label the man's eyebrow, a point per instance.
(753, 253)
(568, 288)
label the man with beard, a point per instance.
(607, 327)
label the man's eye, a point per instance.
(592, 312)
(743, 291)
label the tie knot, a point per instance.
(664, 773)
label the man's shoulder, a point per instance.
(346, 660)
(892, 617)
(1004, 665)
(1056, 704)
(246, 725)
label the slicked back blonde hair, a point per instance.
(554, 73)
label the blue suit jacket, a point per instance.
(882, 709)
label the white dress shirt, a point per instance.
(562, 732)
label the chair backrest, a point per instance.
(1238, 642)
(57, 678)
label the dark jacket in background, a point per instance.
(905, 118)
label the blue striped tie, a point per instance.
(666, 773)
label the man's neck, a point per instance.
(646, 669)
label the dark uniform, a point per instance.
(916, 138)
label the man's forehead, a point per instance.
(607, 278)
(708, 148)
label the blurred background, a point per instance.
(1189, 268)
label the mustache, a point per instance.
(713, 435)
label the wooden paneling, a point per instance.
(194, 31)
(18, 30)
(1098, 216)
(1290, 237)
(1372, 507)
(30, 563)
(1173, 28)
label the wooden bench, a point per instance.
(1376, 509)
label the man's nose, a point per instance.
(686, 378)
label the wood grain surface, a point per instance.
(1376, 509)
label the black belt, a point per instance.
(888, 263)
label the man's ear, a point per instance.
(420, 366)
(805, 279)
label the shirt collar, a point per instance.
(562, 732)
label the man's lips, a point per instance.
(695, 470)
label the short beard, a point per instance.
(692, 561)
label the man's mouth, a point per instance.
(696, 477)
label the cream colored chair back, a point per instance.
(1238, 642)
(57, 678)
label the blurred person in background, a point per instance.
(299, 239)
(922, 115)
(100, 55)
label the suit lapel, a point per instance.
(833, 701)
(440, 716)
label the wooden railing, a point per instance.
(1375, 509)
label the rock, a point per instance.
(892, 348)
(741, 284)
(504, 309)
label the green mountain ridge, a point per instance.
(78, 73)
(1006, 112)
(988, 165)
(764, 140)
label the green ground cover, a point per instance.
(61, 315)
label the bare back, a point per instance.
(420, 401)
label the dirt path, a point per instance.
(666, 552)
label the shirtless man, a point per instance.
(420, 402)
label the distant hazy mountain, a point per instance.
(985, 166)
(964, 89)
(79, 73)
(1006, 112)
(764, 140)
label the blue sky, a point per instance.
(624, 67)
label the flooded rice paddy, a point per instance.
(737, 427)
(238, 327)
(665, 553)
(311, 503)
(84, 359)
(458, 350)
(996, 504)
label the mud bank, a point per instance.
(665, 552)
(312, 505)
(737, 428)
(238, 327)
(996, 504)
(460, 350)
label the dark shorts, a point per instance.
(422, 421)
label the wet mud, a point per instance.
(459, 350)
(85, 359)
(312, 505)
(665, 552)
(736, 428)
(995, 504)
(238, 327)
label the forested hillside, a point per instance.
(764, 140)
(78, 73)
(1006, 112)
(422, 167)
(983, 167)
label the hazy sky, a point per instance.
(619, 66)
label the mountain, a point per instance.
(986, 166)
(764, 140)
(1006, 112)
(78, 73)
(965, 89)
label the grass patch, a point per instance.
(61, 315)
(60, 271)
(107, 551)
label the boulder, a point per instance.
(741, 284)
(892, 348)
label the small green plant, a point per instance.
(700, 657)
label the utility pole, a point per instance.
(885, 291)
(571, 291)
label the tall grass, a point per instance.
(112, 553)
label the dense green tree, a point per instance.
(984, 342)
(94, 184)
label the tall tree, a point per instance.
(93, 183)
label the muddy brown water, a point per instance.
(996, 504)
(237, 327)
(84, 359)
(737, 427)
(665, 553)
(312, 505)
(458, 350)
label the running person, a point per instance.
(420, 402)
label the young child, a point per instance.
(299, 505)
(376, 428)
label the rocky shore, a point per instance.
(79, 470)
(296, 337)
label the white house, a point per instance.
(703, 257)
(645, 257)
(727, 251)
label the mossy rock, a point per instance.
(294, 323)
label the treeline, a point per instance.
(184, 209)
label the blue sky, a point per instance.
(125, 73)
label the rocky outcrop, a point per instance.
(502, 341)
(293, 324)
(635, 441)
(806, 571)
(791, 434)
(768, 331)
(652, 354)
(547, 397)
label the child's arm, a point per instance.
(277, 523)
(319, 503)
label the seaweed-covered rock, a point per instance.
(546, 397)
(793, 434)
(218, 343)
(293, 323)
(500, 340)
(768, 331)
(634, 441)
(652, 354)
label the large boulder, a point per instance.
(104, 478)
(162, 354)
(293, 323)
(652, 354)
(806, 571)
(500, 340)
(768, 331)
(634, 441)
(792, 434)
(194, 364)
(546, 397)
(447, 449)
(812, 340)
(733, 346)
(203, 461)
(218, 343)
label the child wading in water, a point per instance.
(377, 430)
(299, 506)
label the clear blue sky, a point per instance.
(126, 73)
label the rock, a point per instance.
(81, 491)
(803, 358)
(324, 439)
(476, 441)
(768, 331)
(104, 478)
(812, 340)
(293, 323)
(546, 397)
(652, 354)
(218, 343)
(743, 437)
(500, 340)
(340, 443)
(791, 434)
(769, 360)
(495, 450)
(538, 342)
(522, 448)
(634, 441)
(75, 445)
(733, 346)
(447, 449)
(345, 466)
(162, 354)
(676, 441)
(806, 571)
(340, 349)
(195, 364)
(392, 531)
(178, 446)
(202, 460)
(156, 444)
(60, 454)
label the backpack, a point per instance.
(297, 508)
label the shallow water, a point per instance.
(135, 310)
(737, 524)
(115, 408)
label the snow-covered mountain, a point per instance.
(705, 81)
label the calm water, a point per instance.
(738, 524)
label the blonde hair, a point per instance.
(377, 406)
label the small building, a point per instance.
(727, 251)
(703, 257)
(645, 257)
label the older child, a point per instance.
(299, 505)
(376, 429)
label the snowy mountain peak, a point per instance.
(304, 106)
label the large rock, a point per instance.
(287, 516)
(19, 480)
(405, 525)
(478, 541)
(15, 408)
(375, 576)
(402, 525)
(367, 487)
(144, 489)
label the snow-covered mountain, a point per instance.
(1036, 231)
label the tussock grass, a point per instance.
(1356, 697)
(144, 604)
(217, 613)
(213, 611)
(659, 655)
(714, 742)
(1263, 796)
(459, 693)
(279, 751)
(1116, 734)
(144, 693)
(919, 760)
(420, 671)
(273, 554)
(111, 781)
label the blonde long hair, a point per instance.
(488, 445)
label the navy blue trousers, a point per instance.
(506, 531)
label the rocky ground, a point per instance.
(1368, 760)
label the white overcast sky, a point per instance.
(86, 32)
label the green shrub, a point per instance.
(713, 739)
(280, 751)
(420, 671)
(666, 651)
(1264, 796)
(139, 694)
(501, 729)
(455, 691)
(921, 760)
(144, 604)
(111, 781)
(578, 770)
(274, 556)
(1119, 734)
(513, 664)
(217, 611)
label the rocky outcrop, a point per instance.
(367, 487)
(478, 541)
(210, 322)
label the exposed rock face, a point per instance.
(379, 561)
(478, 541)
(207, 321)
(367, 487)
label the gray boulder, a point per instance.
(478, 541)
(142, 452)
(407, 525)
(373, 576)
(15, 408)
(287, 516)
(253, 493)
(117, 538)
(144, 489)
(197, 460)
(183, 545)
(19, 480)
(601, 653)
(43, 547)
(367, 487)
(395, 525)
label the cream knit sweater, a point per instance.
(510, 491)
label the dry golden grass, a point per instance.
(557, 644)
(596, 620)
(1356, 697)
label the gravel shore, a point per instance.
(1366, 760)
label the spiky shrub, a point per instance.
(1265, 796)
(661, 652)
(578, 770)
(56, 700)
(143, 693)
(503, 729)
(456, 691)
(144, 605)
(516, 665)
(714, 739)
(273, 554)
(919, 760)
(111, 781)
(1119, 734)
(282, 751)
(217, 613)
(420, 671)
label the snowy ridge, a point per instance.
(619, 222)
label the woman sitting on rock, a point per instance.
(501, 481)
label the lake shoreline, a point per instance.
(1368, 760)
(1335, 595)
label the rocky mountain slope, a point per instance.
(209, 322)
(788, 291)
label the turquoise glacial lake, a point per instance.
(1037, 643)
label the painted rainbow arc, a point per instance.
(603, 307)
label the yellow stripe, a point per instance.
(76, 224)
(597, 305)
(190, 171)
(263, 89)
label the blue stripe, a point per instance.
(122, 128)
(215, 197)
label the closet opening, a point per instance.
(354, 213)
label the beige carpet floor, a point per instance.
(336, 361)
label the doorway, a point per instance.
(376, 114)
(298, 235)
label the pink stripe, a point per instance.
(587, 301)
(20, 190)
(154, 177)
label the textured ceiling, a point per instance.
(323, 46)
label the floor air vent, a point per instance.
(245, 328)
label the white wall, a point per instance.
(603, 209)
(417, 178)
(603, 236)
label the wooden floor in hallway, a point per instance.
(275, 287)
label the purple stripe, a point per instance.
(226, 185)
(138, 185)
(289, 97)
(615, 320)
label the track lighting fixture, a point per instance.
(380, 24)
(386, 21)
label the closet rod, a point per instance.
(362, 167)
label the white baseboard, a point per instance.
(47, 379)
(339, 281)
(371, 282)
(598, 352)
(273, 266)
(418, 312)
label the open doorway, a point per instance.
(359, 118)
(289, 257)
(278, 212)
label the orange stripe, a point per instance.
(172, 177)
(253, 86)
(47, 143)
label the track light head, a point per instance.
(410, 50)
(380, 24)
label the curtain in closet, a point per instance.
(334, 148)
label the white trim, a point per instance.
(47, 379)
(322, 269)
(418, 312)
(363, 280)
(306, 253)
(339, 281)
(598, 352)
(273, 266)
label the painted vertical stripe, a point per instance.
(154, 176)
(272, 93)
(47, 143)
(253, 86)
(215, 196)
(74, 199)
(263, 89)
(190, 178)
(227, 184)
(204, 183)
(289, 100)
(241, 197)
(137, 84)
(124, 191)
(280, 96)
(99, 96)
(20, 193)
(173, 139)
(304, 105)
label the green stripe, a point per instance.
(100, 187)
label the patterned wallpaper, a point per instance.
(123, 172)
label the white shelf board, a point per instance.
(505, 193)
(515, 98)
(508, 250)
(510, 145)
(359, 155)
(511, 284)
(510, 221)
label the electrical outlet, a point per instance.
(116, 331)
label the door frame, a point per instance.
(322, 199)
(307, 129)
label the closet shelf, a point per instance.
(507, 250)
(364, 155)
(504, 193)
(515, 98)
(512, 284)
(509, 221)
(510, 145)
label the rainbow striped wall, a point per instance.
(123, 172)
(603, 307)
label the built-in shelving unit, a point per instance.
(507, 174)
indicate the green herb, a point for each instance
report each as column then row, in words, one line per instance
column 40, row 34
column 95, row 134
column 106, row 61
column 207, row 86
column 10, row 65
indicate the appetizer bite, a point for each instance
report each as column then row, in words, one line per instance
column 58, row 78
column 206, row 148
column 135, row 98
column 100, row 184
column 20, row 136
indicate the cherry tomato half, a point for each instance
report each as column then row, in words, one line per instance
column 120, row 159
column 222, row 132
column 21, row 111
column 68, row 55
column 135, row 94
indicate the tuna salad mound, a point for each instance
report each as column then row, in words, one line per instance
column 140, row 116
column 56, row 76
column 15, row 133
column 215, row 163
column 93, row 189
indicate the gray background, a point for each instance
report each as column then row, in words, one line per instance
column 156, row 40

◆ **WHAT THE TASK ASKS**: Scan the listing for the string "indicate". Copy each line that has it.

◆ **ANSWER AREA**:
indicate the green herb, a point for each instance
indicate the appetizer bite, a point for each instance
indicate the cherry tomato half, a point for each instance
indicate the tuna salad mound, a point for each instance
indicate the gray background, a point for each instance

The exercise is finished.